Document source:
* * *

L'ÉTAT ANTÉRIEUR DE LA CAUSE

[2]      Le demandeur, arrivé au Canada le 28 février 1996, s'est vu refuser le statut de réfugié puis a été débouté par la Cour fédérale de son recours en contrôle judiciaire contre ce rejet. Il a fait sa demande de réexamen pour raisons d'ordre humanitaire en application de l'article 114 de la Loi en mars 1997 (la demande). Dans cette demande, il faisait valoir qu'il s'était joint récemment à l'Armée du Salut. Il a été interrogé par l'agente le 11 août 1997, et l'avis sur le risque de persécution a été donné le 16 décembre 1997. La demande a été rejetée par lettre en date du 27 janvier 1998 (la décision).

LES FAITS DE LA CAUSE

[3]      Le demandeur, né à Téhéran en 1967, est fils unique de père d'origine syrienne, maintenant décédé, et de mère iranienne. Pendant qu'il était au Canada, sa mère qui était en Iran aurait reçu une convocation de la police qui voulait savoir où il se trouvait, à la suite de quoi elle est allée se cacher. Le demandeur était élevé dans la foi catholique et, avant de se joindre à l'Armée du Salut, il était catholique.

[4]      L'avis sur le risque de persécution, communiqué à l'agente, indique que les autorités iraniennes ont tendance à persécuter les sectes chrétiennes évangéliques. L'auteur de cet avis avait essayé en vain de déterminer quelle est la situation de l'Armée du Salut en Iran. Il dit ne pas savoir ce qui arriverait si le demandeur retournait en Iran et continuait à faire partie de l'Armée du Salut. On peut lire ce qui suit dans son rapport à l'agente :

     [TRADUCTION]

     " Je vérifierais aussi auprès de l'Armée du Salut s'il en fait vraiment partie et si elle existe vraiment en Iran. La définition du risque est prospective. "

L'auteur de l'avis conclut que le demandeur ne courait aucun risque de persécution.

[5]      Peu de temps après la décision, un représentant de l'Armée du Salut à Toronto a informé l'avocat du demandeur, par lettre datée du 6 mars 1998, que l'Armée du Salut est une secte évangélique et n'est pas permise en Iran, ce dont n'était pas informée l'agente.

LES POINTS LITIGIEUX

[6]      Il échet d'examiner en premier lieu si l'agente d'immigration a fondé ses conclusions sur une articulation inexacte ou incomplète des faits et, en second lieu, si elle a manqué à l'obligation d'équité ou de justice naturelle.

* * *

Données fournies:
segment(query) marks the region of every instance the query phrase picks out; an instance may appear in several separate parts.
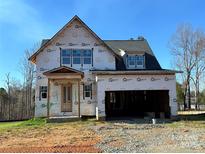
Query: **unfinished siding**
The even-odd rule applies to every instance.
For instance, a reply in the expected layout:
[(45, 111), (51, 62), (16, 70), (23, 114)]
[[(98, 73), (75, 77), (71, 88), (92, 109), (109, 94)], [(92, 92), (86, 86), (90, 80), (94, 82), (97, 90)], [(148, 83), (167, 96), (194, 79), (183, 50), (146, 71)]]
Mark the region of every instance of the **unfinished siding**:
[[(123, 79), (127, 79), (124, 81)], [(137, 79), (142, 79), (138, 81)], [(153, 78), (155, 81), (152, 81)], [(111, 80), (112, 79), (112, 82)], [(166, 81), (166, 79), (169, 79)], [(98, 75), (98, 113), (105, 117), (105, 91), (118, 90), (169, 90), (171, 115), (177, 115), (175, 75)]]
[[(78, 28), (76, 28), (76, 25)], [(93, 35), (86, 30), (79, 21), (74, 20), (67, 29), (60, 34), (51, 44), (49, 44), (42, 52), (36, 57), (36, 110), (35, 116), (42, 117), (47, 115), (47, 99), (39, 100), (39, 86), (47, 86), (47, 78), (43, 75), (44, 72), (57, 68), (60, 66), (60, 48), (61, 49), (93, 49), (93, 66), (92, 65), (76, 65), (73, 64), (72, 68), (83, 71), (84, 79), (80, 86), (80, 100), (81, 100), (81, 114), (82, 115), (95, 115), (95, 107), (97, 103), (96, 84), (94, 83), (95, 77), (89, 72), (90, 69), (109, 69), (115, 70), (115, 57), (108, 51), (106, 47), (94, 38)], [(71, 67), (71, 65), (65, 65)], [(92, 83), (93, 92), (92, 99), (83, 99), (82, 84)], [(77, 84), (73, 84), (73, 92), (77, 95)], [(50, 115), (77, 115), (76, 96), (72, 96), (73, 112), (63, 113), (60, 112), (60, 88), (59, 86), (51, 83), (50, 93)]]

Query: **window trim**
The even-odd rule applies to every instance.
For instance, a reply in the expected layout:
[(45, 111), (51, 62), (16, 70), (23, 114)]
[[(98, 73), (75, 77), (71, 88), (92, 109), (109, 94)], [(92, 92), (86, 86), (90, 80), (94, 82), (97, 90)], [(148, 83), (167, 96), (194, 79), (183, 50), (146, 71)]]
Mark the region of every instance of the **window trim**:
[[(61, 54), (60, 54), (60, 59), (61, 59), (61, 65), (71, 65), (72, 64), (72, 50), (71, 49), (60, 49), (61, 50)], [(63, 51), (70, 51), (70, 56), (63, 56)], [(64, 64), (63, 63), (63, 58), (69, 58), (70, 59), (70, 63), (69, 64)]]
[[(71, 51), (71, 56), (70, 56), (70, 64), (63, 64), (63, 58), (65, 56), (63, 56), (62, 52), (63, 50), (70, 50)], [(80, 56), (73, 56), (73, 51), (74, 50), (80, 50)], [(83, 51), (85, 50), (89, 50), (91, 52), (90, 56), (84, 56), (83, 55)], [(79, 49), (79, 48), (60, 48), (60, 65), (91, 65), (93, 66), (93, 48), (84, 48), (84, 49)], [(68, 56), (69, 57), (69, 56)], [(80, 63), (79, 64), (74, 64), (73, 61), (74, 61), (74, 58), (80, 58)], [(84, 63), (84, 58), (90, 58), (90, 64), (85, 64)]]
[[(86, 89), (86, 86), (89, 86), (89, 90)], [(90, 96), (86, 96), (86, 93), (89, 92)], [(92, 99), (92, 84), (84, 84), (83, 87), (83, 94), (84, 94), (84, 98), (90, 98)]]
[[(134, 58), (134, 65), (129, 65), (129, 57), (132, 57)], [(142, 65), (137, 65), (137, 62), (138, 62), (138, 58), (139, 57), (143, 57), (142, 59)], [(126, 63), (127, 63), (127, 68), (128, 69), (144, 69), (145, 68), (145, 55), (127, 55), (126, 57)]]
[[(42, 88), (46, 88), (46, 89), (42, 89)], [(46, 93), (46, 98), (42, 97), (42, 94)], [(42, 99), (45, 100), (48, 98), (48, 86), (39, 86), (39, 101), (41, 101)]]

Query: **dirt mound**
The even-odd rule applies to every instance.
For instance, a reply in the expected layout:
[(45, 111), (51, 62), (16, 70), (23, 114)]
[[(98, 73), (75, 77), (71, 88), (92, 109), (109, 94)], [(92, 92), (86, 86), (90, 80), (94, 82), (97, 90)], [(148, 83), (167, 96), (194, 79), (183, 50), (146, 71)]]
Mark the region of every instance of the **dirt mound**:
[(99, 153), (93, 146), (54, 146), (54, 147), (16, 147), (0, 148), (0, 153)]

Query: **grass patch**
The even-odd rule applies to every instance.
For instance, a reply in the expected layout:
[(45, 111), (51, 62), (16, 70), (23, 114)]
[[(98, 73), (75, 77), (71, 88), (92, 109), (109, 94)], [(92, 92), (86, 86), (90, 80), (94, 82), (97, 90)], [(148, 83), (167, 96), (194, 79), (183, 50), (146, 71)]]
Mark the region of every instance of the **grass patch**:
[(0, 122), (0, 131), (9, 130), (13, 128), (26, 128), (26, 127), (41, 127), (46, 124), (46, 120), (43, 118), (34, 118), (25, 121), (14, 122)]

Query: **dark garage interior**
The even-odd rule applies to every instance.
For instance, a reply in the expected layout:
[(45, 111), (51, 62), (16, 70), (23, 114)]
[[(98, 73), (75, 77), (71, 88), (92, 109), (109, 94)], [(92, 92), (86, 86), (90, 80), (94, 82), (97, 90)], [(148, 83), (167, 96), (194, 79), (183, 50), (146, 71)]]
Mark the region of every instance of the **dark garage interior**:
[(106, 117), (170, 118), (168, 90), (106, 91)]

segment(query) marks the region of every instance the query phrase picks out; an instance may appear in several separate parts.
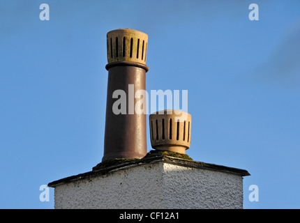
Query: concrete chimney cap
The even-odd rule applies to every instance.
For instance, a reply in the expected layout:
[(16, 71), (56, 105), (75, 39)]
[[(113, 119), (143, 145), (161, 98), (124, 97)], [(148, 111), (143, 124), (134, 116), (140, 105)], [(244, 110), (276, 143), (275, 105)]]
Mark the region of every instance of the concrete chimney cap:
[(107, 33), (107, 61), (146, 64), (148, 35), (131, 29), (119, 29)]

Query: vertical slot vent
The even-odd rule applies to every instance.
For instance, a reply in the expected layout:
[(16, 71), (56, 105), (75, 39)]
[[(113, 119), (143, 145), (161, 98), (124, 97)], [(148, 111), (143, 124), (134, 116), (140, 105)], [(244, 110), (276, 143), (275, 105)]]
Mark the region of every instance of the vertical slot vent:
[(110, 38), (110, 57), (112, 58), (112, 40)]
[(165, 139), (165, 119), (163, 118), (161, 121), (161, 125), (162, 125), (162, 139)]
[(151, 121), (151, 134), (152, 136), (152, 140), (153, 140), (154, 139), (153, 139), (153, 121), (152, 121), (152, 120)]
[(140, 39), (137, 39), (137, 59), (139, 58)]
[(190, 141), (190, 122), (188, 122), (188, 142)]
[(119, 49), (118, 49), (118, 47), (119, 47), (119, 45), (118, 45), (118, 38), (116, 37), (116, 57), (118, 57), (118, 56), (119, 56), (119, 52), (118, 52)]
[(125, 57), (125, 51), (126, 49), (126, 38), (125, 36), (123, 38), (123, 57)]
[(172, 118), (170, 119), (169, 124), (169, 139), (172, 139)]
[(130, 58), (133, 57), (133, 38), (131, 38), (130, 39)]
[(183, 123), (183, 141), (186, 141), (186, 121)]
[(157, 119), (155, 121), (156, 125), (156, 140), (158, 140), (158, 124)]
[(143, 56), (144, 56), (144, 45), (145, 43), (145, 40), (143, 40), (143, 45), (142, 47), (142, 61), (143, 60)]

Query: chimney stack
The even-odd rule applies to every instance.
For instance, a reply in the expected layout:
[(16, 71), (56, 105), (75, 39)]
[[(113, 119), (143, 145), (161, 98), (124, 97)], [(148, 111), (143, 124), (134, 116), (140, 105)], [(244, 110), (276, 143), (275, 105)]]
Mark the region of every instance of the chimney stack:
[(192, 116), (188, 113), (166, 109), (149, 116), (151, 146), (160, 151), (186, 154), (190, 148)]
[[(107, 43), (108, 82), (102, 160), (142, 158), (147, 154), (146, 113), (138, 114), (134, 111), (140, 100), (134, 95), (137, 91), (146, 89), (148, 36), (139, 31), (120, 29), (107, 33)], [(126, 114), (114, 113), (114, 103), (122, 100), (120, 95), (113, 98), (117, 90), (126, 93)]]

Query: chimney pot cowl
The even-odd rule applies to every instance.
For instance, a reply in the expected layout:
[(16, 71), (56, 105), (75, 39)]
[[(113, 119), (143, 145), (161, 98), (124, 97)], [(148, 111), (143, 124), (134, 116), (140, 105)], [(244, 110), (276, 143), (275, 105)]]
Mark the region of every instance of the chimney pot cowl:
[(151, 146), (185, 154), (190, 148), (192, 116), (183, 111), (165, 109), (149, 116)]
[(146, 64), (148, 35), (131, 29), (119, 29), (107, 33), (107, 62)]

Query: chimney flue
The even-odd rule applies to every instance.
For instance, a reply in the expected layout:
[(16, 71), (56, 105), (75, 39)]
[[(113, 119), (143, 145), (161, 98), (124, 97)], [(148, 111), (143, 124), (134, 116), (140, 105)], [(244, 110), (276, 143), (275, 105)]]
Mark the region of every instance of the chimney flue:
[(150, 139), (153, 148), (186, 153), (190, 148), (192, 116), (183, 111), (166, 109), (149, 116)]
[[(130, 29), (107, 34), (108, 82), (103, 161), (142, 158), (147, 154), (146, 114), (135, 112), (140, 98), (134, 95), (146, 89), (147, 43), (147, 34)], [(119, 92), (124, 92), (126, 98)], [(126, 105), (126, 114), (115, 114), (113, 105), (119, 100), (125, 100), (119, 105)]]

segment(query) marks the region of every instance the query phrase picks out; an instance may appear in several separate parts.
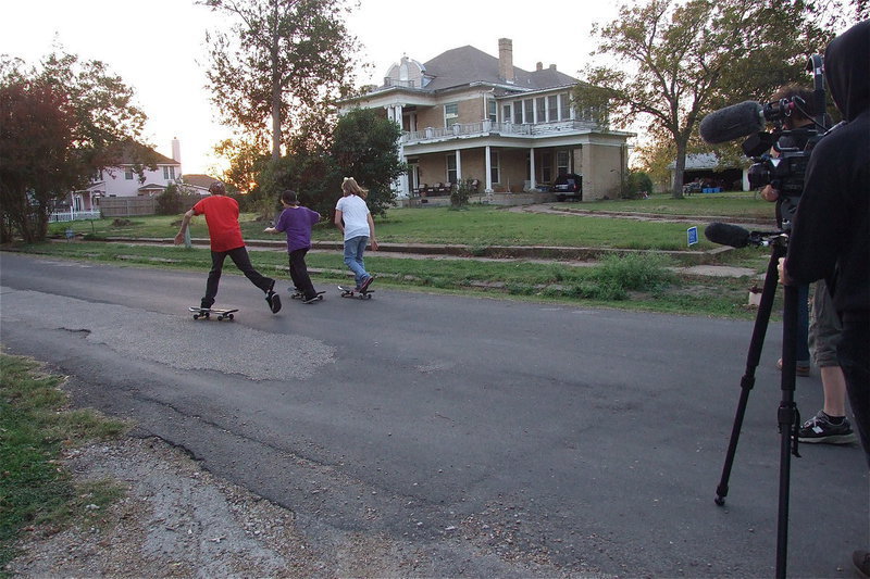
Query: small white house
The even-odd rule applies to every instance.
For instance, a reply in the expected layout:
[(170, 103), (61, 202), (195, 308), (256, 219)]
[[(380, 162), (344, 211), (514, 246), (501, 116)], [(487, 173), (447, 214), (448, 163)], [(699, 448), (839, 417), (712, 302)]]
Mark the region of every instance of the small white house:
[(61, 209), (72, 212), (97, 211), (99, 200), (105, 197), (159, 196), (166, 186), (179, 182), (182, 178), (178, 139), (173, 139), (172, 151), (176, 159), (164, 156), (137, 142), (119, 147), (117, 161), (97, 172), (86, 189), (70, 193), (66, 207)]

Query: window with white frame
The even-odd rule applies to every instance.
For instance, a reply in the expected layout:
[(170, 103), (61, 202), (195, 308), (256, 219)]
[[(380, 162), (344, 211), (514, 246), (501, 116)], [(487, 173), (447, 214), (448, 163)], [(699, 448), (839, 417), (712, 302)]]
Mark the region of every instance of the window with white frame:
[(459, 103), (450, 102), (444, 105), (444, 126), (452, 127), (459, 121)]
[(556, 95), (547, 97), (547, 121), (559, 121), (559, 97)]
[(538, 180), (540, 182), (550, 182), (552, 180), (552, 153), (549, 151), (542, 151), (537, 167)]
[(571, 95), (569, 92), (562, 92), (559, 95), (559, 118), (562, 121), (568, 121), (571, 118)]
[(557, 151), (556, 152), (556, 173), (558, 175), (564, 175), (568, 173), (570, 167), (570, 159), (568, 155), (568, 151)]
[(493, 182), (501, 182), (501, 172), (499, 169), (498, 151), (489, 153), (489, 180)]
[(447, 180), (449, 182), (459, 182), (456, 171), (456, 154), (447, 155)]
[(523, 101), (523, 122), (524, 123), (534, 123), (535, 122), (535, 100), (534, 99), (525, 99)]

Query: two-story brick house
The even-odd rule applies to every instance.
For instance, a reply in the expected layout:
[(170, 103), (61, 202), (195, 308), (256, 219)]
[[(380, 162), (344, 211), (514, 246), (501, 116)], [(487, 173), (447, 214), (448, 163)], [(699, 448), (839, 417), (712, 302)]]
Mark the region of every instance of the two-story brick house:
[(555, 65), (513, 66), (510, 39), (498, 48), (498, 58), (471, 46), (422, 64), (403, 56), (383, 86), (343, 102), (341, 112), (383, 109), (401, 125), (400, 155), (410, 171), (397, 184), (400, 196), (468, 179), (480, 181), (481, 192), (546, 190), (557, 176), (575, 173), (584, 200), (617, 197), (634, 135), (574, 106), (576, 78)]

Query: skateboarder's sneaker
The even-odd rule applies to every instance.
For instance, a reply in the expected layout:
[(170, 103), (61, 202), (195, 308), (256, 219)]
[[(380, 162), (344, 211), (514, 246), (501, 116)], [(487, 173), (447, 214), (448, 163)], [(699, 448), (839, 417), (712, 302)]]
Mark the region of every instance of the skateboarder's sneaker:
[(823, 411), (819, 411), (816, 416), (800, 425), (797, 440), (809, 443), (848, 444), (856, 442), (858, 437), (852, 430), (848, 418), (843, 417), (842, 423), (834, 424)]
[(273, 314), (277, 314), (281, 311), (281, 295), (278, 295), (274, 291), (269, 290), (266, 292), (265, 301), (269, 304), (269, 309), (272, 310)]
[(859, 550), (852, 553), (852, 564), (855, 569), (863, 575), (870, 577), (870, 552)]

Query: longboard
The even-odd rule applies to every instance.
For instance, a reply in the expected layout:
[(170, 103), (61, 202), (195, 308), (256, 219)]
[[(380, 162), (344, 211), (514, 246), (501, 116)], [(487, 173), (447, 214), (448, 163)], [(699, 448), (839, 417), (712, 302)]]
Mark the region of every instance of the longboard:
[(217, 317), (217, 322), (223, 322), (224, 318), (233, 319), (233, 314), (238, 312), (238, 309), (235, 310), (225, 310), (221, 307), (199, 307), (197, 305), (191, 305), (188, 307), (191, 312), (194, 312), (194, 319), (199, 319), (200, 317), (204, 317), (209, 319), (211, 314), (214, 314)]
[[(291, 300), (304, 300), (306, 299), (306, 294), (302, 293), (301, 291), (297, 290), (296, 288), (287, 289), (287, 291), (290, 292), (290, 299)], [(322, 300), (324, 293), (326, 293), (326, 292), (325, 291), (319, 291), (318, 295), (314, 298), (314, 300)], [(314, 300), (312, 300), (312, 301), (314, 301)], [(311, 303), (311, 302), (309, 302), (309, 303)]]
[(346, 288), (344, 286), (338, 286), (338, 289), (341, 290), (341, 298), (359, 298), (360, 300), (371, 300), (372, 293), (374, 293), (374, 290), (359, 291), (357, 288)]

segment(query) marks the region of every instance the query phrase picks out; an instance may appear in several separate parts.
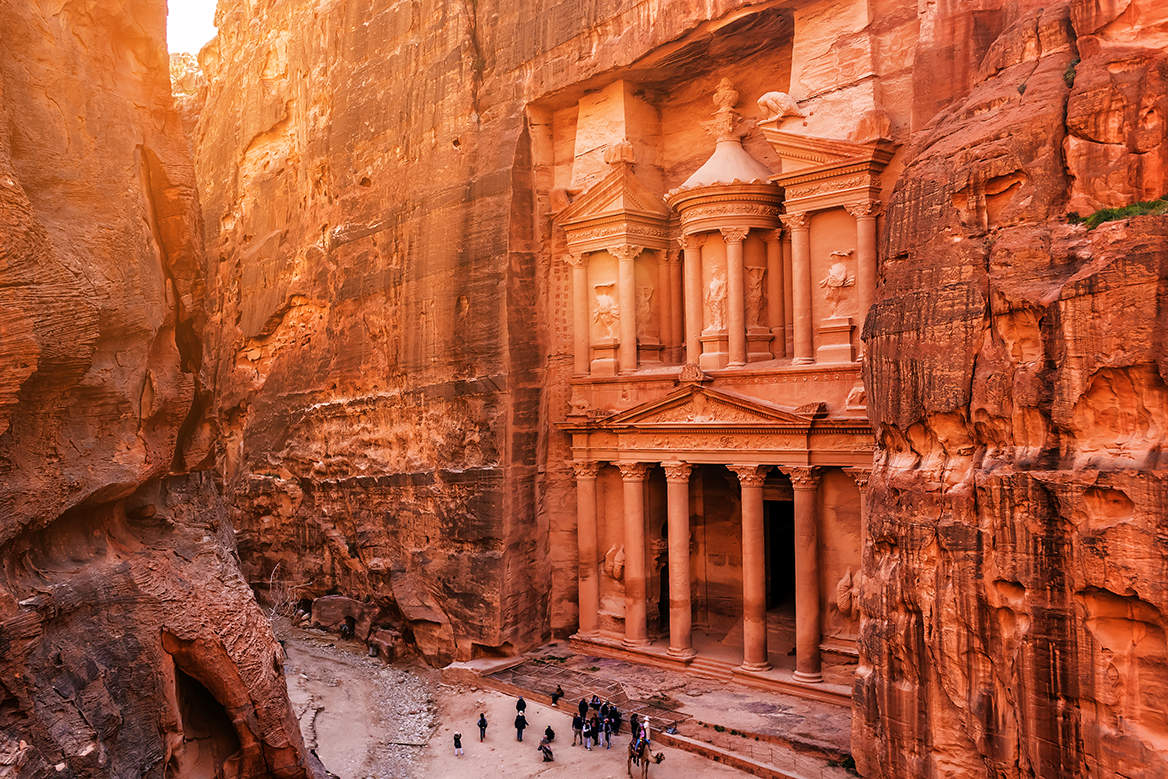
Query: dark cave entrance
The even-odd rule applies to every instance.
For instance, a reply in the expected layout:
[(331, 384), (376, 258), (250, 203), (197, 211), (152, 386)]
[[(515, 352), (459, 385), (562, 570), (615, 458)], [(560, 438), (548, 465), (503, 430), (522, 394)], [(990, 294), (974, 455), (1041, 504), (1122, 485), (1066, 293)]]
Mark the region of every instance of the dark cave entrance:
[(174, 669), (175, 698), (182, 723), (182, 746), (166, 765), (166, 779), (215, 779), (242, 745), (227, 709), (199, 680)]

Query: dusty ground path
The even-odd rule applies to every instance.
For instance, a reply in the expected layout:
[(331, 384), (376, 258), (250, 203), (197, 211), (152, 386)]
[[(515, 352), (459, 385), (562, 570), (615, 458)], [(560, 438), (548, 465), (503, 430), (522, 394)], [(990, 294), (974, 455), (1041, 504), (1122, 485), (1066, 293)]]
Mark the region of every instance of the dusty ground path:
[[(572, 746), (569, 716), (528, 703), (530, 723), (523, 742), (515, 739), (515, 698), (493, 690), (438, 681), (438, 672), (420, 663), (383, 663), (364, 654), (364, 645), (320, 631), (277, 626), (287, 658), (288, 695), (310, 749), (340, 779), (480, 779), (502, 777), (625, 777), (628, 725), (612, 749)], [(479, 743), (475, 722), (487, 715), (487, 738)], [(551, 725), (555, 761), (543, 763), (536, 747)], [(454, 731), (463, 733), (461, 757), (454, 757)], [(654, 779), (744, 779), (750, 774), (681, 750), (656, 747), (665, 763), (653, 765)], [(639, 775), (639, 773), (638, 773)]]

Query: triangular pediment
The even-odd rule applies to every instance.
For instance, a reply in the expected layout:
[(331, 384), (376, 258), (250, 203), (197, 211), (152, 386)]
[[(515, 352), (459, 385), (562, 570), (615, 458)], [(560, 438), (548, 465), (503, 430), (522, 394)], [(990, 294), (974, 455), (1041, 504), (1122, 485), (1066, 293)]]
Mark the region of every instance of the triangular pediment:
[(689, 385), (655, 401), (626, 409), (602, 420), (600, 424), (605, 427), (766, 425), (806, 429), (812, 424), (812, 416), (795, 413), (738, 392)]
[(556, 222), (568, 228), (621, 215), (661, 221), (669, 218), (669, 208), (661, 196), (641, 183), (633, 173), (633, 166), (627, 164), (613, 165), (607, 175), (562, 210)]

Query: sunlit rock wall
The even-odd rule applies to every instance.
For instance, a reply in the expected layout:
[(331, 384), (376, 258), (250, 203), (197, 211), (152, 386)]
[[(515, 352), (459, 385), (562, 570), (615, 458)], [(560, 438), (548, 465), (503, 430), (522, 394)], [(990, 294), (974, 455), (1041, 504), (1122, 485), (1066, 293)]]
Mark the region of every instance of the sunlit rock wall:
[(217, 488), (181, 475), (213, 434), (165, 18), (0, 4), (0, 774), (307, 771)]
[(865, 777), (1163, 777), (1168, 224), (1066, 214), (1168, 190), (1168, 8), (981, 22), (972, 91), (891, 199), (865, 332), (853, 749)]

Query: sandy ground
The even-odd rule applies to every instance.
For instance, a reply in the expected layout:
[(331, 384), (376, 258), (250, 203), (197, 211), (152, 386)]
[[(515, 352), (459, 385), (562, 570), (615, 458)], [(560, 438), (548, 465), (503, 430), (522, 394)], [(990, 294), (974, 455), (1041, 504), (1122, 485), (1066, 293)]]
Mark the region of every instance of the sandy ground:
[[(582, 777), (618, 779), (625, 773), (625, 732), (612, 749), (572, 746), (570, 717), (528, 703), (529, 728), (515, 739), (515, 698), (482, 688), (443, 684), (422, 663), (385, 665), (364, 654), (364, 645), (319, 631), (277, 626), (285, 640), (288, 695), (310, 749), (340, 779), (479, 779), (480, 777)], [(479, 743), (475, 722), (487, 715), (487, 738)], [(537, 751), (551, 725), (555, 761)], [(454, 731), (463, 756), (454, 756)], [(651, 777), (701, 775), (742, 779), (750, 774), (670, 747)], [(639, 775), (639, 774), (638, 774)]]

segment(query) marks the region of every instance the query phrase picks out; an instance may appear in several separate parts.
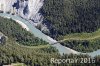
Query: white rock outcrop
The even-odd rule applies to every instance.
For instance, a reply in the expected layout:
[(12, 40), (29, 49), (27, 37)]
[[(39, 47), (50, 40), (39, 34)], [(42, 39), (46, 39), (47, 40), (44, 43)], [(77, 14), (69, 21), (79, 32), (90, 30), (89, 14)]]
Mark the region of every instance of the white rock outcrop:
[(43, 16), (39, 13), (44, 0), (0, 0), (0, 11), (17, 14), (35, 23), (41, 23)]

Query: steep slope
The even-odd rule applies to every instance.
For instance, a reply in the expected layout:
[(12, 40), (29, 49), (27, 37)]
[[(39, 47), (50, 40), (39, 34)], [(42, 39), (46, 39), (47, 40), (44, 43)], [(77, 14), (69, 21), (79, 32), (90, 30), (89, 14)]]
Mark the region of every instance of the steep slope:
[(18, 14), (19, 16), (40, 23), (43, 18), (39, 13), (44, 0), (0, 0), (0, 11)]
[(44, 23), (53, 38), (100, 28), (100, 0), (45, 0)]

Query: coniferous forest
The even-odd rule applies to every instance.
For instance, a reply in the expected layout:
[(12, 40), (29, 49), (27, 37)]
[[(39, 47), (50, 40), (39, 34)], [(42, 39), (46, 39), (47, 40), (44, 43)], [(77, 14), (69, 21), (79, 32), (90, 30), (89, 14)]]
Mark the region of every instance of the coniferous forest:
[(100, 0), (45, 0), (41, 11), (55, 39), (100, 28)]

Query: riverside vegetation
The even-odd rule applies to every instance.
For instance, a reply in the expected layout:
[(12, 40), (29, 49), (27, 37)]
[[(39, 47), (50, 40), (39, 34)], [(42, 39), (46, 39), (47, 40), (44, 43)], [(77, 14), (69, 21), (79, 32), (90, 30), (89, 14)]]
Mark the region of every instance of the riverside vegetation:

* * *

La consigne: Donnez la suite du texte sur la demande de réexamen pour raisons d'ordre humanitaire, en commençant après sa dernière phrase. Les lignes sont sans rapport avec le texte sur la demande de réexamen pour raisons d'ordre humanitaire.

Corrigé:
ANALYSE ET CONCLUSIONS

[7]      Le premier point litigieux

a)      La demande dépendait en grande partie de la qualité de membre du demandeur au sein de l'Armée du Salut, qui est une secte protestante évangélique. Malheureusement, il n'est question nulle part de l'Armée du Salut dans les notes de l'agente. De fait, la seule mention de l'appartenance religieuse du demandeur est son appartenance antérieure à l'Église catholique. Dans ces circonstances extraordinaires, je conclus que l'agente d'immigration a commis une erreur faute d'avoir fondé sa décision sur des faits exacts. Par ce motif seul, il sera fait droit au recours en contrôle judiciaire.
b)      L'auteur de l'appréciation du risque notait que son travail se heurtait au manque d'informations sur la question de savoir si l'Armée du Salut était active en Iran et, dans l'affirmative, si elle y était une organisation licite. Il a suggéré à l'agente de s'informer elle-même à ce sujet, ce qu'elle n'a pas fait. Il ne s'agit pas là à mon avis d'une erreur susceptible de contrôle judiciaire. C'est au demandeur qu'il incombe de produire toutes les informations utiles à l'agente saisie de la demande de réexamen pour raisons d'ordre humanitaire.
c)      Le demandeur reproche à l'agente d'avoir, dans sa conclusion sur la question de savoir s'il avait coupé tout lien avec l'Iran, ignoré la preuve que sa mère devait aller se cacher à la suite de la convocation de la police. J'ai relu attentivement le dossier et n'ai rien trouvé qui permette de conclure que la preuve relative à ce point a été ignorée.

[8]      Le second point litigieux

a)      Le demandeur soutient que vu l'état des choses résumé à l'alinéa b) de l'analyse du premier point litigieux, l'agente était tenue par l'obligation d'équité ou de justice naturelle de s'informer sur le statut de l'Armée du Salut en Iran. À mon avis, pareille obligation n'existe pas en droit, à la suite de la décision rendue par la Cour d'appel fédérale dans Shah c. Canada (Ministre de l'Emploi et de l'Immigration) (1994), 170 N.R. 238 (C.A.).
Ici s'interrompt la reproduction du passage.